*Consigne A*:
Mettez à jour les entrées, s'il vous plaît, de la ligne qui contient « Exercise. Mark the concrete » jusqu'à la dernière entrée incluse, en remplaçant « one element per line » par « each element on its own line » sans rien modifier d'autre. Ne redonnez que ces lignes.

En vérité, le roi est un fervent anglican dont l’engagement profond envers l’islam (ainsi qu’envers le judaïsme et le christianisme orthodoxe) est lié à son intérêt pour le traditionalisme, l’école de pensée ésotérique du XXe siècle dont les premiers partisans se sont élevés contre le monde moderne, croyant que toutes les grandes religions partagent des vérités universelles qui pourraient être des antidotes aux malheurs contemporains.
Le roi Charles III est un fervent anglican qui croit que toutes les grandes religions partagent des vérités universelles susceptibles d’être des antidotes aux malheurs contemporains
Charles III s’est particulièrement intéressé aux œuvres de René Guenon, l’un des penseurs les plus importants du traditionalisme. Écrivant au début du XXe siècle, Guenon – intellectuel français élevé dans la foi catholique et éduqué à la Sorbonne – voyait la modernité occidentale, qui « s’est développée sur des lignes matérielles », comme représentant une « anomalie » dans l’histoire humaine.
« Si [les traditionalistes] défendent le passé », déclarait le prince Charles dans un discours de 2006, « c’est parce que dans le monde prémoderne, toutes les civilisations étaient marquées par la présence du sacré ». En revanche, notre époque actuelle est celle de « la désintégration, de la déconnexion et de la déconstruction ».
Dans une allocution prononcée devant l’Assemblée générale de l’Église d’Écosse en 2000, le prince Charles prévenait que notre époque « risqu[ait] d’ignorer, ou d’oublier, toute connaissance du sacré et du spirituel ». C’est cette préoccupation qui sous-tend son action pour l’environnement. Charles III croit que l’Occident moderne « est devenu de plus en plus avide et exploiteur », suggérant que nous pouvons réapprendre la « tutelle du caractère sacramentel et spirituel vital du monde » de l’islam.
Guenon lui-même regardait vers l’Est, rédigeant plusieurs ouvrages sur l’hindouisme et le taoïsme avant de quitter Paris pour Le Caire. Là, il s’est initié à l’ordre soufi Ahmadiyya Shadhiliyya et a étudié à al-Azhar, l’un des centres mondiaux de l’érudition musulmane sunnite. Devenu musulman, il est mort au Caire en 1951.
Le rôle de Guenon dans la formation de la vision du monde du roi a déconcerté de nombreux commentateurs traditionnels. L’historien militaire Max Hastings en est un bon exemple. En 2010, dans une critique du livre du prince Charles Harmony: A New Way of Looking at Our World, il a écrit dans le Daily Mail que « le principal péril pour notre institution royale dans les décennies à venir réside dans sa tête bien intentionnée, embrouillée et confuse ».

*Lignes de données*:
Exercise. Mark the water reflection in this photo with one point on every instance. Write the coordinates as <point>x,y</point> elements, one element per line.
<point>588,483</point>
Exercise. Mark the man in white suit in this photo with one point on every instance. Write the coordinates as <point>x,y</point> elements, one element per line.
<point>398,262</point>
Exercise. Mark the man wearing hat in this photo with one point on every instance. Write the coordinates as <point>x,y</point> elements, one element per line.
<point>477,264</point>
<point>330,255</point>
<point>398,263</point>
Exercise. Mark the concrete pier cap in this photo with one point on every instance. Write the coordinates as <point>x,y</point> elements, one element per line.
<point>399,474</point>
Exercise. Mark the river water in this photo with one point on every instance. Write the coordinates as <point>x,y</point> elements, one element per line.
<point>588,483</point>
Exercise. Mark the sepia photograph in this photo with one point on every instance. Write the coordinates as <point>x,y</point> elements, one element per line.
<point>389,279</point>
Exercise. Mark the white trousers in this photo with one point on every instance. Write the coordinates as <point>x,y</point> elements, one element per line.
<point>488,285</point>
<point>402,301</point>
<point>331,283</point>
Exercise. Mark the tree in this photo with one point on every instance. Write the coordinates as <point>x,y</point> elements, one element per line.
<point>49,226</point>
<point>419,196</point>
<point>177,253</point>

*Consigne B*:
Indiquez si chacune des affirmations suivantes concorde avec l'extrait présenté, en répondant par oui ou non et en citant les mots décisifs du texte : (i) Guenon est mort au Caire en 1951 ; (ii) Guenon a été élevé dans la foi protestante ; (iii) Max Hastings a publié sa critique dans le Times.

*Bonne réponse A*:
Exercise. Mark the concrete pier cap in this photo with one point on every instance. Write the coordinates as <point>x,y</point> elements, each element on its own line.
<point>399,474</point>
Exercise. Mark the river water in this photo with one point on every instance. Write the coordinates as <point>x,y</point> elements, each element on its own line.
<point>588,483</point>
Exercise. Mark the sepia photograph in this photo with one point on every instance. Write the coordinates as <point>x,y</point> elements, each element on its own line.
<point>389,279</point>
Exercise. Mark the white trousers in this photo with one point on every instance. Write the coordinates as <point>x,y</point> elements, each element on its own line.
<point>488,285</point>
<point>402,301</point>
<point>331,283</point>
Exercise. Mark the tree in this photo with one point on every instance. Write the coordinates as <point>x,y</point> elements, each element on its own line.
<point>49,226</point>
<point>419,196</point>
<point>177,253</point>

*Bonne réponse B*:
(i) Oui : « il est mort au Caire en 1951 ».
(ii) Non : « élevé dans la foi catholique ».
(iii) Non : « il a écrit dans le Daily Mail ».